*** RECORDS PROVIDED ***

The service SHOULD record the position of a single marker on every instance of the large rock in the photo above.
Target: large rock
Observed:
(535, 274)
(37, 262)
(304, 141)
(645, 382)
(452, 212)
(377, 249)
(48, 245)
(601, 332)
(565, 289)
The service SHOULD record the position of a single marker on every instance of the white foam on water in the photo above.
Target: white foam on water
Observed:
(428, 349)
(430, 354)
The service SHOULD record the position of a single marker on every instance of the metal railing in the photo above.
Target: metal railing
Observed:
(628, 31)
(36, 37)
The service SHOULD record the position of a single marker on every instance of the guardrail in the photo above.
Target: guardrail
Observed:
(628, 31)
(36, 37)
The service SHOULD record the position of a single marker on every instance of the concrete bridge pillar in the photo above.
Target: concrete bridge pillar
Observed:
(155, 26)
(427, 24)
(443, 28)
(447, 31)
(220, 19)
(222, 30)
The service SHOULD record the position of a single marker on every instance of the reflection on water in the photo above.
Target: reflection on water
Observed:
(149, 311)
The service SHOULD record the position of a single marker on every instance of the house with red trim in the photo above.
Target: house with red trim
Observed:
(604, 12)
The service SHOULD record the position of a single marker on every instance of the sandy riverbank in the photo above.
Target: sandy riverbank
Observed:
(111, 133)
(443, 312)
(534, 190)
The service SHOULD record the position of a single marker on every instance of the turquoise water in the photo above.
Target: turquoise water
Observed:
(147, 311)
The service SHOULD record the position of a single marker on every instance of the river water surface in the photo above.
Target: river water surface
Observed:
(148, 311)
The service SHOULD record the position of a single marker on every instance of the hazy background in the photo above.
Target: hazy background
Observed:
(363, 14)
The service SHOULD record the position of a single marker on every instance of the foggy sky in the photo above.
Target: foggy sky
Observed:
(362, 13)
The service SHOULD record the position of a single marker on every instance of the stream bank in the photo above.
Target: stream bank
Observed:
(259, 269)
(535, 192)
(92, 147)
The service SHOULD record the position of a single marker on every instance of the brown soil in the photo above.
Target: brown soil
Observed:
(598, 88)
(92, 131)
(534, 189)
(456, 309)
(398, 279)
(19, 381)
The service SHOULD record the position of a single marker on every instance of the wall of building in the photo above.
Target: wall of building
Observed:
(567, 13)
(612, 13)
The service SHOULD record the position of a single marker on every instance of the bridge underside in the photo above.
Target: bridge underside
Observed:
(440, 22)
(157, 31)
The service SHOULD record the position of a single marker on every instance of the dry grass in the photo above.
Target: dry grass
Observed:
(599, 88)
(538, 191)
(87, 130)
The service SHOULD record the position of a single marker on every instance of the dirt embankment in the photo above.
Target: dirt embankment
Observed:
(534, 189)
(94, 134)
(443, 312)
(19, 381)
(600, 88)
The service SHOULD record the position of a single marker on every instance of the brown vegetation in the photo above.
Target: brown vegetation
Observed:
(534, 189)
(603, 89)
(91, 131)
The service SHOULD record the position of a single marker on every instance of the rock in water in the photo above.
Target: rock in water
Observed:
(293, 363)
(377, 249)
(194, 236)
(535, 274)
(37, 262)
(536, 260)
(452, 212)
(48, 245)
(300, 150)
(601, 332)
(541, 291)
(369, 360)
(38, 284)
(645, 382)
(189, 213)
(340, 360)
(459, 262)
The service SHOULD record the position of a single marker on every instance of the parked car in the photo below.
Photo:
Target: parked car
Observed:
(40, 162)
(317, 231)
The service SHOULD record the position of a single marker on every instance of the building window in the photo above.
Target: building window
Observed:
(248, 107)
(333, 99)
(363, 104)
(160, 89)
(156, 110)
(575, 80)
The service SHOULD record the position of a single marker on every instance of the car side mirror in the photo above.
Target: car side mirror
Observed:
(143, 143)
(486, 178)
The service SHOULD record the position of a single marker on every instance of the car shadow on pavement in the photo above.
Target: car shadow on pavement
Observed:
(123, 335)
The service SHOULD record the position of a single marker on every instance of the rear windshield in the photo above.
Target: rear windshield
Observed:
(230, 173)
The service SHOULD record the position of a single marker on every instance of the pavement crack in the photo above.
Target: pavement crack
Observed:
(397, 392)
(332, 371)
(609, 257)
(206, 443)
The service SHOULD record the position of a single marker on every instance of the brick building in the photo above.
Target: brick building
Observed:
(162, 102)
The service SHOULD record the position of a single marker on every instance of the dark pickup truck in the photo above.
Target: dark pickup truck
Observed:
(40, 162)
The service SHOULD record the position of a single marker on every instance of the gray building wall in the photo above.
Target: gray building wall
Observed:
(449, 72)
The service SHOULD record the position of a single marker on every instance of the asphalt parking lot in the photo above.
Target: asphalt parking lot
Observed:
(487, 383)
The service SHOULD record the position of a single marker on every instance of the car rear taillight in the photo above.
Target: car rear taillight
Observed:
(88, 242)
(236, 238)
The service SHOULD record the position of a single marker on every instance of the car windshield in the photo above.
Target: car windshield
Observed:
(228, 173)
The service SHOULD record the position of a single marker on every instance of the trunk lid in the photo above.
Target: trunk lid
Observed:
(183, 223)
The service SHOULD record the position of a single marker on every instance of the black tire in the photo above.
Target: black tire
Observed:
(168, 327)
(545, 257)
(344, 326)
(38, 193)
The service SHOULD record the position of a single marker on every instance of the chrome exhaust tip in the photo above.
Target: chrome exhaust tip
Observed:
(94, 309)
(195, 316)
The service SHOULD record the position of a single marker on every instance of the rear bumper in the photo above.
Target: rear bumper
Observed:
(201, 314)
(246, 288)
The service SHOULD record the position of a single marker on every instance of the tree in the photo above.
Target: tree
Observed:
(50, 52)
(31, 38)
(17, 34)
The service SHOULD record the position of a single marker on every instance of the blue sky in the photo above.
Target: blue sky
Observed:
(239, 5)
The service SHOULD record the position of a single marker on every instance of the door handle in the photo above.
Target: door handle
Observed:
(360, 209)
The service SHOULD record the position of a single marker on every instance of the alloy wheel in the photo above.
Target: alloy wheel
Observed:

*** End of RECORDS PROVIDED ***

_ABOUT THIS TASK_
Print each of the lines above again, unchanged.

_WRITTEN REPLY_
The service SHOULD record the position of a single marker on every instance of the large rock in the photo above.
Target: large rock
Observed:
(535, 274)
(37, 262)
(304, 141)
(645, 382)
(452, 212)
(377, 249)
(48, 245)
(601, 332)
(565, 289)
The service SHOULD record the position of a single marker on every instance of the white foam on water in the photo above.
Target: white foam on water
Observed:
(428, 349)
(430, 354)
The service SHOULD record the position of a single marker on every instance of the metal railing in the photo above.
Target: metal railing
Observed:
(628, 31)
(36, 37)
The service SHOULD record the position of a single marker on every instance of the guardrail in the photo above.
Target: guardrail
Observed:
(628, 31)
(36, 37)
The service SHOULD record the position of a single marker on every instance of the concrete bridge pillar in the photo above.
Target: concrete bridge pillar
Observed:
(155, 26)
(427, 24)
(443, 28)
(447, 31)
(220, 19)
(222, 30)
The service SHOULD record the position of a single marker on every instance of the reflection on water in the photo above.
Target: reflection on water
Observed:
(149, 311)
The service SHOULD record the position of a single marker on every instance of the house with red trim in the photo above.
Target: house with red trim
Observed:
(604, 12)
The service SHOULD record the position of a single marker on every instance of the sandy riverbank in the photo above.
Target: sandy riverbank
Observed:
(111, 133)
(443, 312)
(534, 190)
The service SHOULD record the position of a single marker on every instance of the turquoise water in the photo above.
Target: turquoise water
Observed:
(147, 311)
The service SHOULD record the position of a single marker on every instance of the river water surface in the photo above.
Target: river water surface
Observed:
(148, 311)
The service SHOULD record the position of a single marker on every instance of the hazy background in the photo above.
Target: hazy background
Observed:
(363, 14)
The service SHOULD record the position of a single marker on every instance of the foggy sky in the photo above.
Target: foggy sky
Observed:
(362, 13)
The service SHOULD record the position of a single marker on every instance of the stream bank in the photo above.
Target: stream bank
Observed:
(259, 269)
(535, 192)
(92, 147)
The service SHOULD record the position of a single marker on every instance of the brown soil in the photo above.
Target: brown soil
Observed:
(598, 88)
(92, 131)
(534, 189)
(456, 309)
(398, 279)
(19, 381)
The service SHOULD record the position of a single marker on every instance of the wall of building in the photo above.
Target: wall of building
Observed:
(567, 13)
(612, 13)
The service SHOULD record the position of a single marker on every instance of the bridge underside in the photo above.
Target: bridge underside
Observed:
(440, 22)
(157, 31)
The service SHOULD record the position of a single marker on every instance of the dry grass in the photo above.
Target: dry grass
Observed:
(599, 88)
(538, 191)
(87, 130)
The service SHOULD record the position of a single marker on every instance of the dirt embankment in the photo above.
Target: dirt embankment
Observed:
(534, 189)
(94, 134)
(443, 312)
(19, 381)
(600, 88)
The service SHOULD record the position of a single marker on every instance of the brown vegetation in the photo above.
Target: brown vegetation
Observed:
(534, 189)
(603, 89)
(91, 131)
The service SHOULD record the position of a single marker on every instance of the rock in water in the photo above.
Target: rock in water
Observed:
(293, 363)
(377, 249)
(194, 236)
(535, 274)
(37, 262)
(536, 260)
(452, 212)
(48, 245)
(300, 150)
(601, 332)
(541, 291)
(369, 360)
(38, 284)
(645, 382)
(189, 213)
(340, 360)
(459, 262)
The service SHOULD record the position of a single marker on every instance of the parked car in the photo below.
Photo:
Target: parked car
Observed:
(40, 162)
(317, 231)
The service SHOULD record the position of a single marker on every instance of the building window in the photo above.
Target: building window
Observed:
(248, 107)
(333, 99)
(363, 104)
(160, 89)
(156, 110)
(575, 80)
The service SHOULD record the position of a single marker on every instance of the car side mirror in the photo above.
Target: car side mirror
Observed:
(143, 143)
(486, 178)
The service SHOULD record the position of a single marker on every instance of the car shadow on pavement in the photo above.
Target: car shadow on pavement
Observed:
(123, 335)
The service SHOULD record the position of a single marker on every instance of the rear windshield in the photo above.
Target: rear windshield
Observed:
(230, 173)
The service SHOULD record the position of a single marker on every instance of the pavement crack in the photo above.
Target: pavement crack
Observed:
(397, 392)
(332, 371)
(609, 257)
(206, 443)
The service SHOULD record the position of a single marker on every instance of the brick building in the photo above.
Target: brick building
Observed:
(162, 102)
The service SHOULD record the position of a single marker on every instance of the dark pickup truck in the photo above.
Target: dark pickup truck
Observed:
(40, 162)
The service SHOULD record the position of a single marker on every instance of the gray building wall in the photo above.
Target: gray building wall
Observed:
(449, 72)
The service SHOULD record the position of a single marker on every instance of the asphalt parking lot in the photo above.
Target: asphalt parking lot
Observed:
(487, 383)
The service SHOULD record the position of a single marker on every instance of the car rear taillight in the photo above.
Target: car rear taillight
Observed:
(88, 242)
(236, 238)
The service SHOULD record the position of a single marker on every instance of the car windshield in the photo above.
Target: car windshield
Observed:
(228, 173)
The service SHOULD record the position of a single marker on every instance of the trunk lid in the photo above.
Target: trunk lid
Observed:
(183, 223)
The service SHOULD record the position of a single marker on every instance of the black tire in the photo above.
Target: black tire
Observed:
(168, 327)
(545, 257)
(344, 326)
(38, 193)
The service SHOULD record the position of a single marker on every instance of the chrome exhaust tip in the photo above.
Target: chrome exhaust tip
Observed:
(94, 309)
(195, 316)
The service SHOULD record the position of a single marker on every instance of the rear bumper in the photo above.
Target: rear bumper
Observed:
(201, 314)
(246, 288)
The service SHOULD record the position of a single marker on every instance of the tree in the photo above.
Target: tree
Observed:
(50, 52)
(31, 38)
(17, 34)
The service SHOULD record the position of a single marker on every instance of the blue sky in the photo above.
Target: blue sky
Observed:
(239, 5)
The service SHOULD record the position of a single marker on every instance of the door handle in the photo above.
Target: door handle
Observed:
(360, 209)
The service SHOULD record the position of a single marker on every instance of the alloy wheel in the photo above.
Target: alloy wheel
Observed:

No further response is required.